DATA FOR THE TASK Start Marker
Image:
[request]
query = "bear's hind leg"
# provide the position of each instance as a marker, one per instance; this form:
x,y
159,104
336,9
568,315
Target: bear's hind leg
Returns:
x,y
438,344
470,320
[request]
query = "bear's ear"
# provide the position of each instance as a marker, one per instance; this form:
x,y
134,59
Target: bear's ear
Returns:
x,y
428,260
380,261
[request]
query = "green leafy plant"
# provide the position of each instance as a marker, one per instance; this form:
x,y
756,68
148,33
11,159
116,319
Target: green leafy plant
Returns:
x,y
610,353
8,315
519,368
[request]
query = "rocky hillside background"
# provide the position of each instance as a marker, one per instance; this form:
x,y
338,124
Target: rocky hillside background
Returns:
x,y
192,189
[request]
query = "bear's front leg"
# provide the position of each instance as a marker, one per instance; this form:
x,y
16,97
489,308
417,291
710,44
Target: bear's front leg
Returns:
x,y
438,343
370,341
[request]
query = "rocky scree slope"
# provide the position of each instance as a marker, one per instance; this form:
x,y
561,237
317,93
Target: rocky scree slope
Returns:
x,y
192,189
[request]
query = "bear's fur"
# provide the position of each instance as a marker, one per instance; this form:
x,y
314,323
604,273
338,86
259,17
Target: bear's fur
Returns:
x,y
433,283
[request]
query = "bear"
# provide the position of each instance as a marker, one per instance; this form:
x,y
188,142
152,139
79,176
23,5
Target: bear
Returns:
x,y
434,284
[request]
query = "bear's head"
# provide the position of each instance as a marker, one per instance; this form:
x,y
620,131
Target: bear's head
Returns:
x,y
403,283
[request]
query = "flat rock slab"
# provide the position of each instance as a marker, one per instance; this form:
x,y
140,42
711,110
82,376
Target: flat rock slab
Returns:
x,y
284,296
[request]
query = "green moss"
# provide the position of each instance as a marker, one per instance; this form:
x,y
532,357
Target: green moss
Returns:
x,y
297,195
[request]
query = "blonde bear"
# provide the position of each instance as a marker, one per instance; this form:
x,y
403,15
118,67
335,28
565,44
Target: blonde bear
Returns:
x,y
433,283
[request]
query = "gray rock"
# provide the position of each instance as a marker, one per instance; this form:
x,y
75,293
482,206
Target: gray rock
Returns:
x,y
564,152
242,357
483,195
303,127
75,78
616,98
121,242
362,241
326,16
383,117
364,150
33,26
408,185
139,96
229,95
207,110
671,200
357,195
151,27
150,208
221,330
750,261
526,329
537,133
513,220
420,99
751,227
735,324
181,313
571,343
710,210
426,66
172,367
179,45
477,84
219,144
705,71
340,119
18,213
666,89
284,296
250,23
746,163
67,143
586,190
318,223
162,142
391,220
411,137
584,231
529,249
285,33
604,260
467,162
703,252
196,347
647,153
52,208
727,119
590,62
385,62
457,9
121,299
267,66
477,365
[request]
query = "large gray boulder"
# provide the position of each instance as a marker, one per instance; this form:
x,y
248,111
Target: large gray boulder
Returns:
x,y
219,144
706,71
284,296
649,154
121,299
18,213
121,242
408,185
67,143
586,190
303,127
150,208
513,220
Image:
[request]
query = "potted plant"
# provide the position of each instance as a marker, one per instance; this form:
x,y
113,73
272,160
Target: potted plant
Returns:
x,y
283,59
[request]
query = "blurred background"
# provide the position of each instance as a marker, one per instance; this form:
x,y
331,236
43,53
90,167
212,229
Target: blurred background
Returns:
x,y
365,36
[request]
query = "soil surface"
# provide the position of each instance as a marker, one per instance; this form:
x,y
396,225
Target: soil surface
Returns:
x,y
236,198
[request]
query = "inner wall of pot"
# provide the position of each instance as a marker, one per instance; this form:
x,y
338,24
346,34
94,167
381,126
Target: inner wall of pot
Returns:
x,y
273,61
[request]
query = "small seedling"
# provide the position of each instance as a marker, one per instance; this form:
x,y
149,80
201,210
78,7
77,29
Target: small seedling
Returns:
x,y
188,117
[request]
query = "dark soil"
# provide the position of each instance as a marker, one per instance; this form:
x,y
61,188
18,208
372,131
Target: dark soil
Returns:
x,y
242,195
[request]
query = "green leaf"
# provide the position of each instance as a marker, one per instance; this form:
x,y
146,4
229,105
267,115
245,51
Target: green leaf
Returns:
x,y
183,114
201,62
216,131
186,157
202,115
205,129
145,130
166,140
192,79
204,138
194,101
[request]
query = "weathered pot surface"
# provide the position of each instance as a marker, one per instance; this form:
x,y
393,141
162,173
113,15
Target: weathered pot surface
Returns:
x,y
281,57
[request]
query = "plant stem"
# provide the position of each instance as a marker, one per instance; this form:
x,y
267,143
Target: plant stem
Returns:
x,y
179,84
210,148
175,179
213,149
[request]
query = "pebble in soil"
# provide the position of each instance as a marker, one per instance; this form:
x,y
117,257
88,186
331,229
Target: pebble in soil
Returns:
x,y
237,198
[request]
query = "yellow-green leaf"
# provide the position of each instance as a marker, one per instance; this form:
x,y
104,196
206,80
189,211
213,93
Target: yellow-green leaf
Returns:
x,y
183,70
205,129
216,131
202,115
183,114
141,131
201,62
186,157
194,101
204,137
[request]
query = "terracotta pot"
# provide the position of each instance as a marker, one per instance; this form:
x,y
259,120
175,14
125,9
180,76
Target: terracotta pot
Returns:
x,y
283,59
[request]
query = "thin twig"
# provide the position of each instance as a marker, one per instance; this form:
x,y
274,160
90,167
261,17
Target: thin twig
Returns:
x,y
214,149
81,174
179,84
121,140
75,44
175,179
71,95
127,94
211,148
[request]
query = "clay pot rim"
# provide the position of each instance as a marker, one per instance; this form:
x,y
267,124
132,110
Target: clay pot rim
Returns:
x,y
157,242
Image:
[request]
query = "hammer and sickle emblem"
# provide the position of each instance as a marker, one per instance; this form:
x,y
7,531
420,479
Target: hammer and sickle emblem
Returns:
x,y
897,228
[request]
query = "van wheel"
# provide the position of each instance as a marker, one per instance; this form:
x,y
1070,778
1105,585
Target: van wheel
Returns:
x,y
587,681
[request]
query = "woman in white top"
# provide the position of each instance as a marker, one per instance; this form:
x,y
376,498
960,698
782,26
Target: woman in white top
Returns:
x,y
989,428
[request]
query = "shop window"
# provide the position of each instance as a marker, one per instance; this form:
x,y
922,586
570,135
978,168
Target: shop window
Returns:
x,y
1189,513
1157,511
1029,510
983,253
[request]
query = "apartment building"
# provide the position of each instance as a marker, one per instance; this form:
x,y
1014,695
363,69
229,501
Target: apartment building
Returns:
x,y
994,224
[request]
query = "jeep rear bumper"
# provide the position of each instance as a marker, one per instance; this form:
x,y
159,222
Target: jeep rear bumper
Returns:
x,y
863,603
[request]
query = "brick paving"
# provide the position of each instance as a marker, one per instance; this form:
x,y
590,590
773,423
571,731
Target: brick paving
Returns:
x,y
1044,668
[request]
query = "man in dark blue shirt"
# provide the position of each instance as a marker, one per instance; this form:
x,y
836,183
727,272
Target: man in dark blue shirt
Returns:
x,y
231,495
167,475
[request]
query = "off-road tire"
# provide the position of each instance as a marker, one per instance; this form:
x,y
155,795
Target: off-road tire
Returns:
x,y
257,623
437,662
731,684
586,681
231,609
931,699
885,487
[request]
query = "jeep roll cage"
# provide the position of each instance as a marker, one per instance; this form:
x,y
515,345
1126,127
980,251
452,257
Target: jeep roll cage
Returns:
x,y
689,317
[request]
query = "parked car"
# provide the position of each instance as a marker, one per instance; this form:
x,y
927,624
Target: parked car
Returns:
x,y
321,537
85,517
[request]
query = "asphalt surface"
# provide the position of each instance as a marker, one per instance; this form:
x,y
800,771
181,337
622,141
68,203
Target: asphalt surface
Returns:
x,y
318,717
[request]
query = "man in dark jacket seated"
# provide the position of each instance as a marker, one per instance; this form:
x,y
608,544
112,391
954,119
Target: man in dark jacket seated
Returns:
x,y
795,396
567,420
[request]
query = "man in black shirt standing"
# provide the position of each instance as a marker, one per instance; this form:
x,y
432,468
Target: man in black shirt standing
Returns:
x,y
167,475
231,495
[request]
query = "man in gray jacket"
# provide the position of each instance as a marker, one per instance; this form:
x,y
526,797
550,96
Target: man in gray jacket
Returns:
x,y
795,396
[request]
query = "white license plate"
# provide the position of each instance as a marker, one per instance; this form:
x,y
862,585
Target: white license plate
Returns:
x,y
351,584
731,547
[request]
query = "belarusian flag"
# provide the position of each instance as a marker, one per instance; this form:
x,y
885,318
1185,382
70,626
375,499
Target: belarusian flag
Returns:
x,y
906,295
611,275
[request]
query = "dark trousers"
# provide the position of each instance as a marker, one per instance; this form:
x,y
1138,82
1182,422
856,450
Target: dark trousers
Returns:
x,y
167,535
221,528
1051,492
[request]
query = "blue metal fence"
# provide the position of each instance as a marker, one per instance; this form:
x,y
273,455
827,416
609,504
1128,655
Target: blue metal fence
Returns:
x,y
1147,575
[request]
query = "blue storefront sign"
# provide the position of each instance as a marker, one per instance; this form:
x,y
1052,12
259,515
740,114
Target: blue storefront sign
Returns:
DATA FOR THE TASK End Marker
▶ **TASK DESCRIPTION**:
Check each line of the entries above, and show every one holding the word "slope".

▶ **TASK ANSWER**:
query = "rocky scree slope"
Target: rocky scree slope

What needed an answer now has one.